(EXERCISE REQUIREMENTS):
Exclude images, then output the remaining data verbatim.

[START RECORD EXCERPTS]

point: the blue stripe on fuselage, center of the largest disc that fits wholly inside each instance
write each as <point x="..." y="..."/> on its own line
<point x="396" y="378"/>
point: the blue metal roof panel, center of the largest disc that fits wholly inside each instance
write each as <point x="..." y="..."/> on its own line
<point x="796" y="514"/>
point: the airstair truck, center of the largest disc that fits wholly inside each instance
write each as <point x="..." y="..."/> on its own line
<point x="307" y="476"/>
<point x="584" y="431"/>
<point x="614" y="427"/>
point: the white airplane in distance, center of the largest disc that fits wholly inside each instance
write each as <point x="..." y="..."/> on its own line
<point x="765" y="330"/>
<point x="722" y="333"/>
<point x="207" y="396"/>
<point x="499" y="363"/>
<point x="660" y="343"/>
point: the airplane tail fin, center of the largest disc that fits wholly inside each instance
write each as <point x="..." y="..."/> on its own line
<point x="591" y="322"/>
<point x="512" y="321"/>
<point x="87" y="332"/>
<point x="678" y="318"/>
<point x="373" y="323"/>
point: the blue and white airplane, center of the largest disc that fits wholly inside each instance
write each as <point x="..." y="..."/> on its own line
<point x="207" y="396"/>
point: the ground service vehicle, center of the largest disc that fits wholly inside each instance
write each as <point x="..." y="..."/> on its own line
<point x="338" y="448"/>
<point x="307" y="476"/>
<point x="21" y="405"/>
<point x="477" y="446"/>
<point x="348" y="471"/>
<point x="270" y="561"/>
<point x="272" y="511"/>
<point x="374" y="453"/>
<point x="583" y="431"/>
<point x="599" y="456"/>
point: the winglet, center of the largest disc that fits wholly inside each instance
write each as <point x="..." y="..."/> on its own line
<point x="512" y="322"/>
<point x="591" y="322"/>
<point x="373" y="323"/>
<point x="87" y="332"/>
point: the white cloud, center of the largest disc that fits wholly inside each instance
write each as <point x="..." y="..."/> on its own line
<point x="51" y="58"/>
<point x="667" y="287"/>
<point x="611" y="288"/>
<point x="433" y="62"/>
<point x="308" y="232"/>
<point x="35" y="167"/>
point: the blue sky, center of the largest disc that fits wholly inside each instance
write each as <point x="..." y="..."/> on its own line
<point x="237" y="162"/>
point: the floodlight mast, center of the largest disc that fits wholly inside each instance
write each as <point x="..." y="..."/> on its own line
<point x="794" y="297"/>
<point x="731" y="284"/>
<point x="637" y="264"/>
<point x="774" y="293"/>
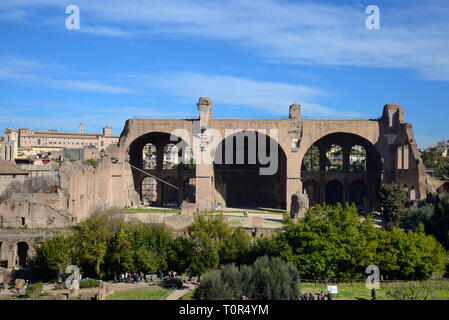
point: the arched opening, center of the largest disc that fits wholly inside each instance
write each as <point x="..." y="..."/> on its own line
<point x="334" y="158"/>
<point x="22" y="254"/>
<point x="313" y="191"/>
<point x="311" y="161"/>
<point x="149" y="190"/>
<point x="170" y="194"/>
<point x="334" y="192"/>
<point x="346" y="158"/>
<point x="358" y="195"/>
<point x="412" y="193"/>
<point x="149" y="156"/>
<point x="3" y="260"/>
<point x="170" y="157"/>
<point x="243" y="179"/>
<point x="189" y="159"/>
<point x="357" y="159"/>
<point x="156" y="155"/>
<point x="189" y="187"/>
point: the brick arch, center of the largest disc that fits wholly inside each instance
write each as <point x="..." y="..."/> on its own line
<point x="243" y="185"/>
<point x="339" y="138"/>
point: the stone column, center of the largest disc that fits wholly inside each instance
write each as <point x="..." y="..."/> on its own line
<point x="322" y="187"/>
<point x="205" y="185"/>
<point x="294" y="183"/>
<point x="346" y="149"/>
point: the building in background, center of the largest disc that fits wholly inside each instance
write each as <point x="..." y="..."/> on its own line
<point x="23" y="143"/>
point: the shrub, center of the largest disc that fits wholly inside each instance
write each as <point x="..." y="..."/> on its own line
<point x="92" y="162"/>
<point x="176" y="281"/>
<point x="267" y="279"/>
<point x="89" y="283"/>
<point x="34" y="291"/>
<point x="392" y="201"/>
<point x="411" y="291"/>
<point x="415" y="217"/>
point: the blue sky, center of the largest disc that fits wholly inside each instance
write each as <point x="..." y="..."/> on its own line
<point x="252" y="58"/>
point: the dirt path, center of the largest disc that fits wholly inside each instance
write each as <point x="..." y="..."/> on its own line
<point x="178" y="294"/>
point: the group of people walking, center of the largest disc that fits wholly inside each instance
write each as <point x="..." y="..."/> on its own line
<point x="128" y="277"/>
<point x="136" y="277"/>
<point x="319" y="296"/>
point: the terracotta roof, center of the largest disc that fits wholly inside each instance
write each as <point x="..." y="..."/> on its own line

[END RECORD EXCERPTS]

(SOLUTION TO THE PROBLEM):
point: the blue stripe on fuselage, center of the largest disc that fits wholly inside each instance
write each as <point x="..." y="..."/> on its own line
<point x="396" y="378"/>
point: the blue metal roof panel, center of the largest disc that fits wholly inside each instance
write each as <point x="..." y="..."/> on its own line
<point x="796" y="514"/>
point: the airstair truck, center of the largest disc that fits wholly inside each instance
write each as <point x="..." y="..."/> on its own line
<point x="307" y="476"/>
<point x="584" y="431"/>
<point x="614" y="427"/>
point: the white airplane in distance, center of the largest disc that fits wholly inside each instance
write each as <point x="..." y="..."/> on its own line
<point x="765" y="330"/>
<point x="722" y="333"/>
<point x="207" y="396"/>
<point x="499" y="363"/>
<point x="660" y="343"/>
point: the airplane tail fin, center of the largest disc that fits wholly inside each instance
write each as <point x="..." y="..."/> on its own line
<point x="591" y="322"/>
<point x="512" y="321"/>
<point x="87" y="332"/>
<point x="678" y="318"/>
<point x="373" y="323"/>
point: the blue and white airplane, center of the largest disc that fits wholly inside each instance
write each as <point x="..." y="..."/> on its own line
<point x="207" y="396"/>
point: the ground service vehicle, center of the largest disc that fits wholly inside each instance
write each as <point x="..." y="..."/> on its own line
<point x="338" y="448"/>
<point x="307" y="476"/>
<point x="21" y="405"/>
<point x="477" y="446"/>
<point x="348" y="471"/>
<point x="270" y="561"/>
<point x="272" y="511"/>
<point x="374" y="453"/>
<point x="583" y="431"/>
<point x="599" y="456"/>
point: the winglet, center of the largest disc that fits wholly inside each instance
write each as <point x="..." y="..."/> on its own line
<point x="512" y="322"/>
<point x="591" y="322"/>
<point x="373" y="323"/>
<point x="87" y="332"/>
point: the white cloud, center of the largest disc that fits wholly inside each instance
write each as <point x="..." y="..."/> on its own line
<point x="51" y="58"/>
<point x="667" y="287"/>
<point x="611" y="288"/>
<point x="433" y="62"/>
<point x="308" y="232"/>
<point x="35" y="167"/>
point: the blue sky, center of the largest disc that fits wholly inside each instance
write each as <point x="..." y="..."/> on its own line
<point x="237" y="162"/>
point: the floodlight mast, center of the largest disc that fits wholly inside each instance
write each as <point x="..." y="..."/> on its own line
<point x="794" y="297"/>
<point x="731" y="284"/>
<point x="637" y="264"/>
<point x="774" y="293"/>
point: the arched opening, center of the largest disc that fits wholly inside each instance
write each as <point x="..." y="..."/> on its own line
<point x="334" y="158"/>
<point x="22" y="254"/>
<point x="313" y="191"/>
<point x="311" y="161"/>
<point x="149" y="190"/>
<point x="170" y="194"/>
<point x="334" y="192"/>
<point x="346" y="158"/>
<point x="358" y="195"/>
<point x="412" y="193"/>
<point x="149" y="156"/>
<point x="3" y="260"/>
<point x="170" y="157"/>
<point x="243" y="179"/>
<point x="189" y="159"/>
<point x="357" y="159"/>
<point x="156" y="155"/>
<point x="189" y="187"/>
point: the brick arch, center of the largest disc that fits wholly inside each instance
write each as <point x="..." y="..."/> on its own line
<point x="243" y="185"/>
<point x="339" y="138"/>
point: the stone column, center of the largest disc that fits wholly inside each instance
write each as <point x="..." y="..."/> on its own line
<point x="322" y="187"/>
<point x="205" y="185"/>
<point x="294" y="183"/>
<point x="346" y="149"/>
point: the building in background, center of the largest disc that fits wholly inside each instance
write each as <point x="..." y="..."/> on its own line
<point x="23" y="143"/>
point: the shrub, center of the largest disc that fits wholly inside each instance
write each as <point x="..." y="..."/> on its own line
<point x="92" y="162"/>
<point x="176" y="281"/>
<point x="267" y="279"/>
<point x="89" y="283"/>
<point x="34" y="291"/>
<point x="392" y="201"/>
<point x="411" y="291"/>
<point x="415" y="217"/>
point: the blue sky, center of the largest disc that fits wholly inside each instance
write each as <point x="..." y="..."/> on its own line
<point x="252" y="58"/>
point: the dirt path, center of the largest disc that fits wholly inside each instance
write each as <point x="..." y="..."/> on its own line
<point x="178" y="294"/>
point: the group of people walking, center of the largest disc that fits wholly inside each instance
write each as <point x="..." y="..."/> on its own line
<point x="128" y="277"/>
<point x="136" y="277"/>
<point x="319" y="296"/>
point: the terracotta roof, center of the largest disc that fits wholly inside each instance
write each as <point x="..." y="..."/> on its own line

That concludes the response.